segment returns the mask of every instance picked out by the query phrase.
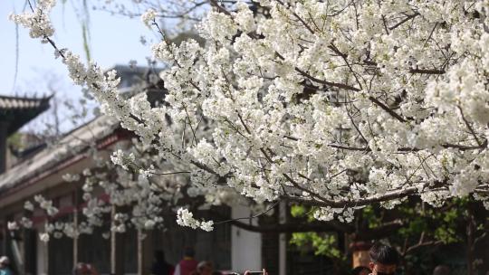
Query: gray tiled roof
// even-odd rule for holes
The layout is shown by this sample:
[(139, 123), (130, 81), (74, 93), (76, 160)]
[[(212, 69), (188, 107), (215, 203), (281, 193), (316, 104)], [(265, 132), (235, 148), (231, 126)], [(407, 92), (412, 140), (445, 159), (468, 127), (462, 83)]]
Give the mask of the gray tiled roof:
[(50, 99), (0, 96), (0, 109), (44, 109), (49, 107)]

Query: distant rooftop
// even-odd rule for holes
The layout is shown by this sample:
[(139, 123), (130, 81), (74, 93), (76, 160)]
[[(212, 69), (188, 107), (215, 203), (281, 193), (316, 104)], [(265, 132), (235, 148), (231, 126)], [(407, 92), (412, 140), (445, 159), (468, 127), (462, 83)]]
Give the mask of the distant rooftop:
[(0, 95), (0, 121), (6, 122), (7, 136), (49, 109), (51, 96), (43, 98)]

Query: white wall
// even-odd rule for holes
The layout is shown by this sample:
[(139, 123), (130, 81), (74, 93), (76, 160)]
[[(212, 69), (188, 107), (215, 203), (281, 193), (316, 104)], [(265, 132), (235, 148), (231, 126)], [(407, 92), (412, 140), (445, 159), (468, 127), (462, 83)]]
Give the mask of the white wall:
[[(235, 206), (232, 209), (233, 219), (247, 217), (250, 209), (246, 206)], [(254, 219), (253, 224), (257, 223)], [(248, 221), (241, 221), (248, 223)], [(231, 229), (231, 267), (234, 271), (261, 270), (262, 265), (262, 235), (245, 231), (235, 226)]]

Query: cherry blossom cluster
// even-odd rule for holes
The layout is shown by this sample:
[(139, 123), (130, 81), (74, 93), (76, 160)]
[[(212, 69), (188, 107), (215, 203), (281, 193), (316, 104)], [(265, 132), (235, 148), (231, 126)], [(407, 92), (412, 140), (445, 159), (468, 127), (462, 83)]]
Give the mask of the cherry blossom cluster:
[[(63, 52), (73, 81), (169, 169), (191, 172), (196, 194), (225, 185), (347, 222), (410, 195), (488, 204), (487, 1), (211, 2), (198, 24), (205, 45), (152, 45), (168, 68), (160, 106), (120, 100), (115, 72)], [(187, 210), (177, 216), (212, 228)]]

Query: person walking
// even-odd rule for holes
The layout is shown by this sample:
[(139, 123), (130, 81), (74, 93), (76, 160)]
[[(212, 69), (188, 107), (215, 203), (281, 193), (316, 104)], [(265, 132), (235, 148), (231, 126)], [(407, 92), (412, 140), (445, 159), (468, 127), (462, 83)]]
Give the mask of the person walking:
[(151, 267), (152, 275), (173, 275), (175, 267), (167, 262), (165, 252), (163, 251), (155, 251), (153, 260), (153, 266)]
[(369, 251), (370, 275), (394, 275), (399, 262), (399, 253), (391, 246), (377, 242)]
[(174, 275), (191, 275), (197, 270), (198, 261), (194, 259), (196, 251), (191, 247), (184, 250), (184, 258), (175, 267)]
[(10, 260), (7, 256), (0, 257), (0, 275), (14, 275), (10, 269)]
[(212, 262), (207, 261), (202, 261), (197, 264), (197, 275), (212, 275), (214, 272), (214, 266)]

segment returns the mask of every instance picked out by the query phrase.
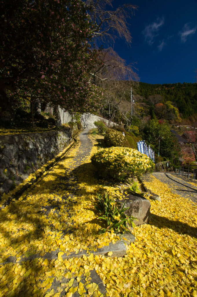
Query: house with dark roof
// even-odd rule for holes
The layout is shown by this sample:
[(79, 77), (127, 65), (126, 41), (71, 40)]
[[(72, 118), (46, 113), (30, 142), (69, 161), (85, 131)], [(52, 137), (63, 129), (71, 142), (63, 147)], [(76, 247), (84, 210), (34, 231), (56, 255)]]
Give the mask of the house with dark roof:
[(197, 131), (185, 131), (182, 135), (183, 137), (187, 140), (188, 143), (190, 143), (196, 142), (197, 140)]
[(179, 144), (185, 144), (188, 143), (187, 140), (184, 138), (181, 135), (180, 135), (175, 130), (171, 130), (170, 131), (177, 139)]

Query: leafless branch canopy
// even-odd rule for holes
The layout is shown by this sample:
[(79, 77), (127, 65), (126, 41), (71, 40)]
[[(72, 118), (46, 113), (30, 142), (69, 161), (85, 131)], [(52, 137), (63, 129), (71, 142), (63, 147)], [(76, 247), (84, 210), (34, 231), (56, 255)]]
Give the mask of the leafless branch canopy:
[[(113, 10), (113, 0), (84, 0), (93, 24), (94, 37), (99, 42), (113, 43), (116, 38), (124, 39), (129, 45), (132, 37), (127, 19), (131, 18), (136, 5), (124, 4)], [(109, 9), (111, 8), (111, 9)]]
[(101, 82), (106, 80), (139, 80), (133, 65), (126, 65), (125, 60), (112, 48), (99, 51), (98, 61), (98, 64), (91, 72), (97, 84), (102, 86)]

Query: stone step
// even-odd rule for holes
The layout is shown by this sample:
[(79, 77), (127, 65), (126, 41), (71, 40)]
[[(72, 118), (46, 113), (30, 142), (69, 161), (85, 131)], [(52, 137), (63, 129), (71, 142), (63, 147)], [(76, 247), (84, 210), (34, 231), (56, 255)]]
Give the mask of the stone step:
[[(56, 260), (57, 259), (57, 254), (61, 251), (58, 249), (55, 251), (52, 251), (46, 253), (44, 256), (41, 256), (39, 253), (35, 254), (28, 257), (24, 256), (22, 257), (19, 261), (17, 261), (17, 258), (15, 257), (10, 256), (8, 257), (7, 260), (3, 263), (0, 263), (0, 265), (4, 265), (7, 263), (12, 262), (12, 263), (19, 263), (21, 262), (26, 262), (27, 261), (31, 261), (36, 258), (42, 258), (43, 259), (48, 259)], [(84, 255), (86, 256), (89, 255), (91, 253), (94, 256), (96, 255), (102, 256), (107, 256), (108, 253), (110, 252), (112, 252), (112, 255), (110, 256), (111, 257), (123, 257), (126, 254), (126, 249), (124, 243), (124, 240), (118, 241), (115, 244), (110, 242), (109, 245), (105, 246), (97, 249), (96, 251), (88, 251), (82, 250), (81, 252), (79, 252), (78, 254), (76, 254), (75, 252), (71, 253), (69, 255), (67, 255), (66, 253), (63, 254), (62, 256), (62, 257), (63, 260), (71, 259), (71, 258), (79, 258), (82, 257)]]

================================

Rewrite all of the material above, replacing "layout" with "format" wherever it occurs and leaving everything else unchanged. Omit the pictures from your answer.

segment returns the mask of every instance picked out by the query phrase.
Query: gray tiled roof
// even-odd rule for holes
The format is shown by this sample:
[(139, 123), (130, 81), (74, 93), (76, 160)]
[[(212, 69), (188, 107), (215, 203), (281, 193), (316, 104)], [(265, 132), (235, 148), (231, 126)], [(407, 92), (412, 140), (445, 159), (468, 127), (462, 83)]]
Give the mask of the gray tiled roof:
[(50, 99), (0, 96), (0, 109), (44, 109), (49, 107)]

Query: distant rooftop
// even-odd rule for holes
The format is shown by this sample:
[(139, 123), (130, 81), (74, 93), (76, 160)]
[[(212, 69), (188, 107), (215, 203), (281, 193), (316, 104)], [(265, 132), (235, 148), (231, 126)], [(407, 92), (412, 140), (445, 159), (468, 127), (462, 83)]]
Give the mask of the distant rooftop:
[(0, 95), (0, 121), (6, 122), (7, 136), (49, 109), (51, 96), (43, 98)]

Query: white wall
// even-odd rule for holes
The format is shown by this sample:
[(139, 123), (130, 81), (74, 93), (76, 160)]
[[(212, 69), (188, 107), (215, 203), (281, 193), (316, 104)], [(265, 132), (235, 148), (231, 126)], [(407, 92), (412, 140), (445, 159), (468, 127), (462, 83)]]
Give the mask of the white wall:
[[(235, 206), (232, 209), (233, 219), (247, 217), (250, 209), (246, 206)], [(254, 219), (253, 224), (257, 223)], [(248, 221), (241, 221), (248, 223)], [(231, 229), (231, 267), (234, 271), (261, 270), (262, 265), (262, 235), (245, 231), (235, 226)]]

Query: cherry blossom cluster
// even-odd rule for holes
The format is shown by this sample:
[(139, 123), (130, 81), (74, 93), (76, 160)]
[[(212, 69), (188, 107), (215, 203), (281, 193), (316, 104)], [(265, 132), (235, 148), (231, 126)], [(407, 92), (412, 140), (445, 159), (468, 127), (462, 83)]]
Give the mask of the cherry blossom cluster:
[[(63, 52), (73, 81), (169, 169), (191, 172), (196, 194), (225, 185), (347, 222), (410, 195), (488, 204), (487, 1), (211, 2), (198, 24), (205, 45), (152, 45), (168, 68), (160, 106), (120, 100), (115, 72)], [(187, 210), (177, 216), (212, 228)]]

Query: person walking
// even-odd rule for holes
The format is shown by this sample:
[(139, 123), (130, 81), (74, 93), (76, 160)]
[[(212, 69), (188, 107), (215, 203), (281, 193), (316, 104)], [(265, 132), (235, 148), (231, 126)], [(407, 92), (412, 140), (445, 159), (468, 127), (462, 83)]]
Give the mask of the person walking:
[(151, 267), (152, 275), (173, 275), (175, 267), (167, 262), (165, 252), (163, 251), (155, 251), (153, 260), (153, 266)]
[(369, 251), (370, 275), (394, 275), (399, 262), (399, 253), (391, 246), (377, 242)]
[(174, 275), (191, 275), (197, 270), (198, 261), (194, 259), (196, 251), (191, 247), (184, 250), (184, 258), (175, 267)]
[(10, 260), (7, 256), (0, 257), (0, 275), (14, 275), (10, 269)]
[(212, 262), (207, 261), (202, 261), (197, 264), (197, 275), (212, 275), (214, 272), (214, 266)]

segment returns the mask of every instance picked out by the query phrase.
Query: house with dark roof
// even-odd rule for holes
The format is shown by this sample:
[(79, 77), (127, 65), (126, 41), (71, 40)]
[[(72, 118), (46, 113), (30, 142), (69, 161), (85, 131)], [(52, 137), (63, 129), (71, 142), (63, 147)], [(76, 247), (84, 210), (34, 231), (56, 255)]]
Give the mask of the house with dark roof:
[(197, 131), (185, 131), (182, 135), (183, 137), (187, 140), (188, 143), (190, 143), (196, 142), (197, 140)]
[(179, 144), (185, 144), (188, 143), (187, 140), (184, 138), (181, 135), (180, 135), (175, 130), (171, 130), (170, 131), (177, 139)]

Query: leafless branch canopy
// even-odd rule for holes
The format is shown by this sample:
[(79, 77), (127, 65), (126, 41), (71, 40)]
[[(72, 118), (46, 113), (30, 142), (69, 161), (85, 131)], [(52, 137), (63, 129), (71, 142), (63, 147)], [(76, 247), (84, 210), (34, 231), (56, 255)]]
Give the mask of the leafless branch canopy:
[[(113, 10), (113, 0), (84, 0), (93, 24), (94, 37), (99, 42), (113, 43), (116, 38), (124, 39), (129, 45), (132, 37), (127, 19), (131, 18), (136, 5), (124, 4)], [(109, 9), (111, 8), (111, 9)]]
[(101, 82), (106, 80), (139, 80), (133, 65), (126, 65), (125, 60), (112, 48), (99, 51), (98, 61), (98, 64), (91, 72), (97, 84), (102, 86)]

Query: stone step
// even-odd rule for holes
The format is shown by this sample:
[(79, 77), (127, 65), (126, 41), (71, 40)]
[[(72, 118), (46, 113), (30, 142), (69, 161), (85, 131)], [(52, 137), (63, 129), (71, 142), (63, 147)], [(76, 247), (84, 210), (34, 231), (56, 255)]]
Give the mask of the stone step:
[[(56, 260), (57, 259), (57, 254), (61, 251), (58, 249), (55, 251), (52, 251), (46, 253), (44, 256), (41, 256), (39, 253), (35, 254), (28, 257), (24, 256), (22, 257), (19, 261), (17, 261), (17, 258), (15, 257), (10, 256), (8, 257), (7, 260), (3, 263), (0, 263), (0, 265), (4, 265), (7, 263), (12, 262), (12, 263), (19, 263), (21, 262), (26, 262), (27, 261), (31, 261), (36, 258), (42, 258), (43, 259), (48, 259)], [(84, 255), (86, 256), (89, 255), (91, 253), (94, 256), (96, 255), (102, 256), (107, 256), (108, 253), (110, 252), (112, 252), (112, 255), (110, 256), (111, 257), (123, 257), (126, 254), (126, 249), (124, 243), (124, 240), (118, 241), (115, 244), (110, 242), (109, 245), (105, 246), (97, 249), (96, 251), (88, 251), (82, 250), (81, 252), (79, 252), (78, 254), (76, 254), (75, 252), (71, 253), (69, 255), (67, 255), (66, 253), (63, 254), (62, 256), (62, 257), (63, 260), (71, 259), (71, 258), (79, 258), (82, 257)]]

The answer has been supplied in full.